* [Work to be completed]:
Set out the material below as a JSON list of strings with one string per line, starting at the beginning of the material and stopping after the line that contains "x=202, y=130". Skip blank lines, and leave the pictures out.

○ ○ ○ ○ ○

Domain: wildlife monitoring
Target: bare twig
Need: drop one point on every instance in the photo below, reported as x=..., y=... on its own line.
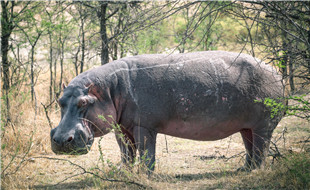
x=46, y=112
x=85, y=171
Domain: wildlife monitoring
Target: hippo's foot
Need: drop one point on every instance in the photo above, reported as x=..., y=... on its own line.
x=244, y=169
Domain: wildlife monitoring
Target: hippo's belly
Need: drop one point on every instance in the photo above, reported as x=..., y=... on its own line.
x=202, y=130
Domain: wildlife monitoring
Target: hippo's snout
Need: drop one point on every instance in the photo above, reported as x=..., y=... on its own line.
x=73, y=142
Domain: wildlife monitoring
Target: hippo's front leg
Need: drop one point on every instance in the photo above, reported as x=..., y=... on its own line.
x=146, y=143
x=127, y=147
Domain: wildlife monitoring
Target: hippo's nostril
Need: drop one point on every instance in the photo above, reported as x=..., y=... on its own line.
x=70, y=139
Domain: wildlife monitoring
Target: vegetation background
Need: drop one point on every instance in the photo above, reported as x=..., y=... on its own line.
x=45, y=44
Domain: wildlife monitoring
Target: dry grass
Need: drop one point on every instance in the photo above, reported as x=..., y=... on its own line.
x=185, y=165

○ ○ ○ ○ ○

* [Written solution]:
[
  "Domain: wildlife monitoring",
  "Target: bare twig",
  "Need: drop one point on every instance in the photo below, reported as x=..., y=... on its own line.",
  "x=46, y=112",
  "x=85, y=171",
  "Domain: wildlife monitoring",
  "Target: hippo's foot",
  "Need: drop one point on every instance in the photo above, reported as x=..., y=... on its own line.",
  "x=244, y=169",
  "Domain: wildlife monitoring",
  "Target: hippo's belly",
  "Need: drop one point on every instance in the photo above, reported as x=..., y=... on its own line.",
  "x=202, y=130"
]